O regime de acção em plano, por seu turno, envolve uma subida em generalidade das relações entre os seres em presença, na medida em que se desloca para lá do círculo das solidariedades construídas pelo uso íntimo (Cfr. idem): O regime de acção em plano corresponde a um nível de envolvimento tão comum que corre o risco de se tornar invisível na especificidade da sua apreensão dos eventos enquanto condutas humanas. (…) É a promessa que conhece uma modalidade mais formalizada nas organizações: o projecto. O envolvimento em plano alarga-se ainda tendo ao ter-se em conta o outro na sua própria capacidade de agente individual envolvido no seu plano. O envolvimento é, então, estratégico, levando outro(s) em conta, assimetricamente.

O regime de plano aproxima-se, frequentemente, de uma acção funcional face a um projecto mais ou menos explícito. Neste caso, os objectos e os humanos tendem a ser trabalhados na acção em função das expectativas incorporadas na situação e que remetem para "planos" mais ou menos partilhados pelos intervenientes (que podem ser "outros generalizados", na perspectiva de George H. Mead, como colectivos mais ou menos generalizados - classe, partido, por exemplo -, embora isto seja mais típico do regime público; o "ser" social mais próprio, aqui, é a organização).

(Dados de indicação de regiões)

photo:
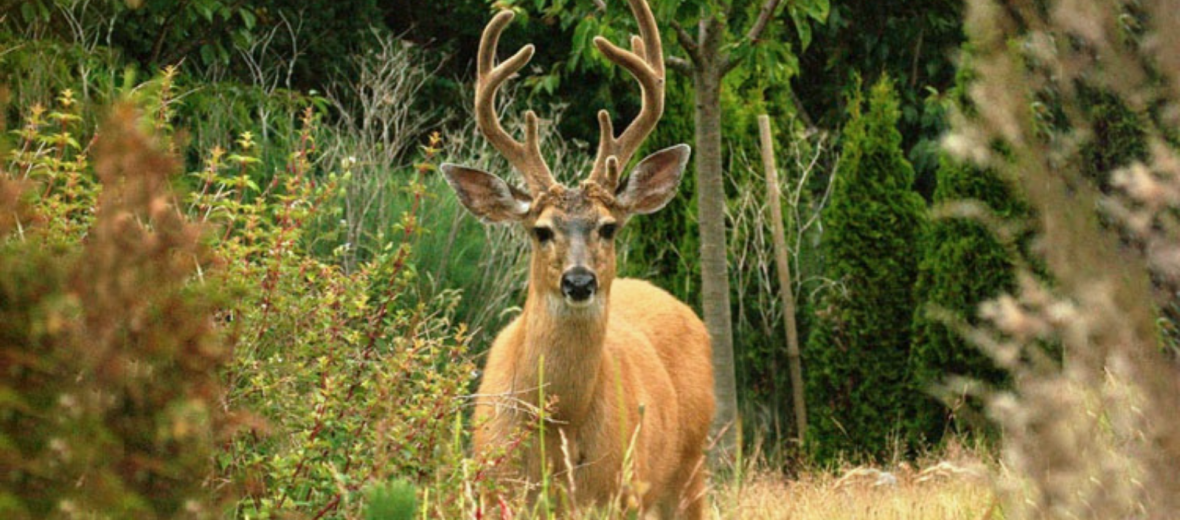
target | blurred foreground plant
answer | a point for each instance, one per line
(1097, 436)
(111, 354)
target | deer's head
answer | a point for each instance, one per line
(572, 229)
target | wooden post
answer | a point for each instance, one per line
(774, 201)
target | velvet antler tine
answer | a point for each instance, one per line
(525, 157)
(644, 61)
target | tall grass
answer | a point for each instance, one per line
(1096, 435)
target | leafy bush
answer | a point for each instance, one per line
(963, 264)
(856, 357)
(111, 350)
(152, 314)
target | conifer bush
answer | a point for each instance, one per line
(963, 264)
(184, 353)
(856, 357)
(111, 355)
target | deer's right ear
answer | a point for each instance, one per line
(485, 195)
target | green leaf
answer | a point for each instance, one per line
(208, 56)
(248, 18)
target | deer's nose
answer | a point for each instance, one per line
(578, 283)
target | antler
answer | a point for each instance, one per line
(644, 61)
(525, 157)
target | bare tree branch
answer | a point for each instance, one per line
(679, 64)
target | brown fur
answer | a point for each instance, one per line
(636, 339)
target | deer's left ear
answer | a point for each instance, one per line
(485, 195)
(654, 180)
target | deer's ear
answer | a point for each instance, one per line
(485, 195)
(654, 180)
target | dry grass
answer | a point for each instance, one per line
(948, 489)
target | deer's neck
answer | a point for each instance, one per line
(571, 343)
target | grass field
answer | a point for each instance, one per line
(956, 486)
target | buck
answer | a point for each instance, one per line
(628, 364)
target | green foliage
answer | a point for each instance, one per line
(856, 356)
(963, 264)
(395, 500)
(111, 348)
(351, 376)
(911, 41)
(210, 34)
(1118, 136)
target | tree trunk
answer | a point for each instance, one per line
(784, 268)
(712, 218)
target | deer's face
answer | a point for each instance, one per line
(572, 230)
(574, 244)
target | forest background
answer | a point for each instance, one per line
(299, 297)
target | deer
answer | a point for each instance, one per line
(628, 367)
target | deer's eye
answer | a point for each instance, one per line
(608, 230)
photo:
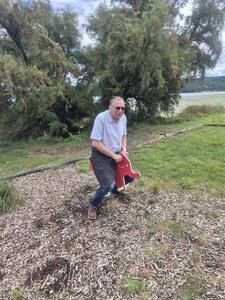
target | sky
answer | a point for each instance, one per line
(84, 7)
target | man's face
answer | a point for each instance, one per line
(116, 109)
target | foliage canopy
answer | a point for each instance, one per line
(143, 50)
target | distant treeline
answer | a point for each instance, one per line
(206, 84)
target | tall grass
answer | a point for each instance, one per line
(9, 197)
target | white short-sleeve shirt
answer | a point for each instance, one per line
(108, 131)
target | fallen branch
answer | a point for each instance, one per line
(171, 134)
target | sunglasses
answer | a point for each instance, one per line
(118, 107)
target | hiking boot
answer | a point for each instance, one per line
(92, 213)
(122, 193)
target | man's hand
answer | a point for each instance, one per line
(125, 152)
(117, 157)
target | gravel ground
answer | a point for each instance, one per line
(174, 243)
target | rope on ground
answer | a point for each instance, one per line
(42, 168)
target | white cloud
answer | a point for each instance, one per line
(84, 7)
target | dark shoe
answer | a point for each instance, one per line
(123, 193)
(92, 213)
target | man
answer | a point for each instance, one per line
(108, 141)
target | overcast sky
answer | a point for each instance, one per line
(84, 7)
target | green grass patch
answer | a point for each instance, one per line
(193, 161)
(9, 197)
(23, 155)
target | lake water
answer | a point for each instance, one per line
(203, 98)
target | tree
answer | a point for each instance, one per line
(38, 52)
(142, 52)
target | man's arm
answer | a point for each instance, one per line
(102, 148)
(124, 145)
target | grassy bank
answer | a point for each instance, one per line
(192, 161)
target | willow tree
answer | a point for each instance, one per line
(37, 58)
(143, 52)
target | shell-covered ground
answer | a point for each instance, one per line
(171, 246)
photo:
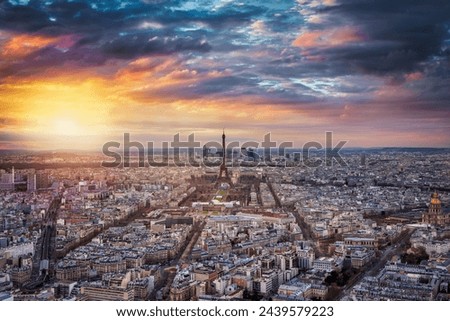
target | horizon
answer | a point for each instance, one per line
(75, 75)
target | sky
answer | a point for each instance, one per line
(76, 74)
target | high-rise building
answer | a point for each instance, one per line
(435, 214)
(31, 182)
(223, 167)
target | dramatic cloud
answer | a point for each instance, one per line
(365, 69)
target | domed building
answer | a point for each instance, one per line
(435, 214)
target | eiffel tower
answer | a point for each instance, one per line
(223, 167)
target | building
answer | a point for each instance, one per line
(105, 293)
(435, 214)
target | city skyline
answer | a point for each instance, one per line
(74, 75)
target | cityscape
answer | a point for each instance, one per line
(218, 150)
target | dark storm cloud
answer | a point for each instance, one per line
(132, 46)
(399, 35)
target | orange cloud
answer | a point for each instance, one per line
(328, 38)
(22, 45)
(414, 76)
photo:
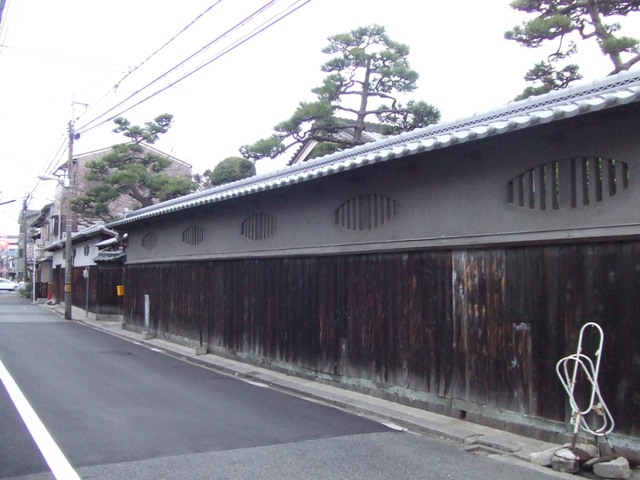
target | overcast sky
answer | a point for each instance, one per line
(62, 60)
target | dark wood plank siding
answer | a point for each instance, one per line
(485, 326)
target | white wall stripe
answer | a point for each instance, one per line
(58, 463)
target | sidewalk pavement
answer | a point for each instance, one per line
(475, 438)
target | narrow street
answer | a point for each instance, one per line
(116, 409)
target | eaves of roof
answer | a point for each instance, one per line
(609, 92)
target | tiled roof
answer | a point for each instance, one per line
(92, 231)
(609, 92)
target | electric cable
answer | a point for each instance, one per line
(86, 127)
(208, 45)
(189, 25)
(583, 364)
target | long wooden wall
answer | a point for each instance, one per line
(482, 326)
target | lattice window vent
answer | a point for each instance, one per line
(259, 226)
(193, 235)
(571, 183)
(148, 241)
(365, 212)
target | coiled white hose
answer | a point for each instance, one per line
(568, 370)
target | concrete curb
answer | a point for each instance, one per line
(475, 438)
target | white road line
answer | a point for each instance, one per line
(58, 463)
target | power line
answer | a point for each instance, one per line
(238, 43)
(86, 127)
(166, 44)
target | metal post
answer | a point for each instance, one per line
(68, 246)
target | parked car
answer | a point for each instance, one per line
(8, 285)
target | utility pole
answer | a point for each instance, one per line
(68, 246)
(24, 239)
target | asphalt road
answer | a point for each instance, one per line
(121, 410)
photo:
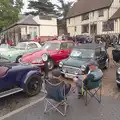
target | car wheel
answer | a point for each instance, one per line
(33, 85)
(18, 58)
(50, 64)
(107, 64)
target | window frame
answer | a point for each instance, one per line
(101, 13)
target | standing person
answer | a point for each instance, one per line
(91, 72)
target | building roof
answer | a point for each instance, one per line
(116, 15)
(85, 6)
(28, 20)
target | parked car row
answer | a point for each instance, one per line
(26, 75)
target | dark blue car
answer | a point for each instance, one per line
(19, 77)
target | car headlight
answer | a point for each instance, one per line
(118, 71)
(45, 57)
(83, 67)
(38, 60)
(60, 64)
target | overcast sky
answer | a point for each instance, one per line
(27, 1)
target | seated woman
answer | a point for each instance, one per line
(92, 72)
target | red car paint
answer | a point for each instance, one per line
(55, 54)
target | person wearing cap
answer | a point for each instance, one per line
(91, 72)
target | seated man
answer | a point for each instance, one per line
(91, 73)
(57, 79)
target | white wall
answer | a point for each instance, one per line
(53, 21)
(108, 12)
(47, 27)
(48, 30)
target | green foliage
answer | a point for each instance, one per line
(9, 11)
(41, 6)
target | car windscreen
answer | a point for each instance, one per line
(51, 46)
(21, 46)
(82, 53)
(4, 60)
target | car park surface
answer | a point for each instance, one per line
(16, 77)
(57, 50)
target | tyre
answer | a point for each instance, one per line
(33, 85)
(17, 59)
(51, 64)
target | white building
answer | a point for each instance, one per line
(32, 26)
(93, 17)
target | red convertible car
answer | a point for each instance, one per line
(57, 50)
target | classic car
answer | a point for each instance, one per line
(15, 77)
(81, 56)
(57, 50)
(14, 54)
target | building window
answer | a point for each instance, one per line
(92, 14)
(85, 28)
(101, 13)
(85, 16)
(108, 26)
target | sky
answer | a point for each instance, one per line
(27, 1)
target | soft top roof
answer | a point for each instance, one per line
(88, 46)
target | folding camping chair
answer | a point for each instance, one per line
(91, 88)
(57, 93)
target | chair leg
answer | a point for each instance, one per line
(46, 106)
(55, 107)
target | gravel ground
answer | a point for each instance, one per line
(13, 102)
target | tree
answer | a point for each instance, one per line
(62, 11)
(41, 6)
(9, 12)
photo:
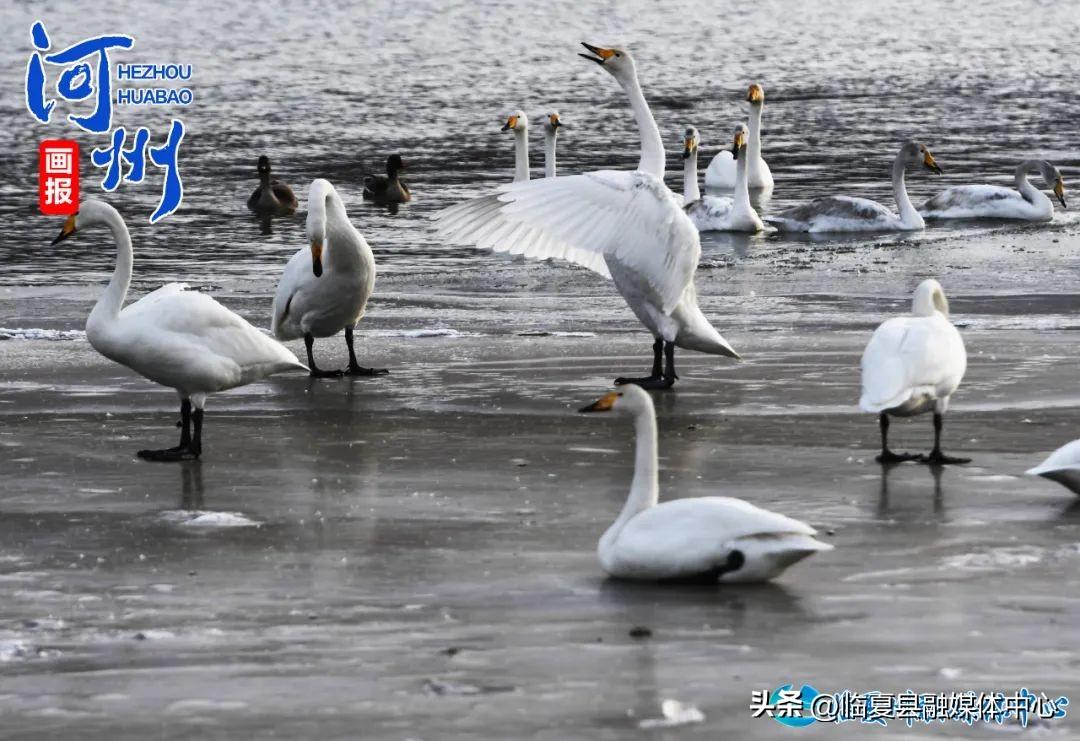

*Instruções*.
1. Responda às perguntas abaixo com base no excerto sobre o regime de plano.
(a) Que modalidade mais formalizada conhece a promessa nas organizações?
(b) Como é qualificado o envolvimento quando se tem em conta o outro na sua própria capacidade de agente individual?
(c) Qual é o "ser" social mais próprio do regime de plano?
2. Prossiga o excerto sobre o regime de plano a partir da frase final.

*Respostas*.
1.
(a) O projecto.
(b) Estratégico, levando outro(s) em conta, assimetricamente.
(c) A organização.

2.
Finalmente, o regime de maior generalidade na forma como os indivíduos julgam e coordenam as suas acções em situações específicas é o regime público. "Aqui, o envolvimento é apreciado segundo uma ordem de grandeza legítima que se apoia numa especificação do bem comum (…). A realidade de nada faz prova senão quando é publicamente qualificada segundo esta grandeza em termos de preço, de eficácia, de renome, etc. A pessoa encontra garantias para o seu envolvimento na disposição das coisas qualificadas, num dispositivo do seu agenciamento coerente. O agente é uma pessoa qualificada segundo a grandeza, não apenas um simples indivíduo. O seu poder legítimo repousa nesta qualificação que marca a sua participação no bem comum. Uma coordenação de um conjunto complexo de acções implicando ajustamentos recíprocos à distância, com actores anónimos, faz advir uma procura de garantia pública, correspondente a este regime" (Cfr. Thévenot. op.cit.).

Livros:

BOLTANSKI, Luc, THÉVENOT, Laurent, De la justification. Les économies de la grandeur, Paris, Éditions Gallimard, 1991

THÉVENOT, Laurent, L’action au pluriel – sociologie des régimes d’engagement, Paris, Éditions La Découverte, 2006

O que é interessante aqui é darmo-nos conta da forma como estes diferentes regimes de acção são mobilizados pelas pessoas nas organizações de trabalho, como eles geram tendenciais conflitos e tensões entre si e como as pessoas se envolvem num trabalho de crítica, negociação e construção de acordos que permitam compor as determinação dos diferentes regimes entre si. Centremo-nos em apenas dois destes regimes, o familiar e o de plano.

Por exemplo, num regime familiar as pessoas tendem a envolver-se no trabalho num registo personalizado e, em grande medida, informal. O tipo de saber que mobilizam para o seu trabalho é um saber também ele informal, localizado, amplamente tácito e sem planos e objectivos formalizados. Num regime de plano, por sua vez, o envolvimento no trabalho é mais impessoal, formal; o tipo de saber mobilizado é tendencialmente o saber formal, explícito; o trabalho é altamente planeado e tendencialmente traduzido em objectivos formais.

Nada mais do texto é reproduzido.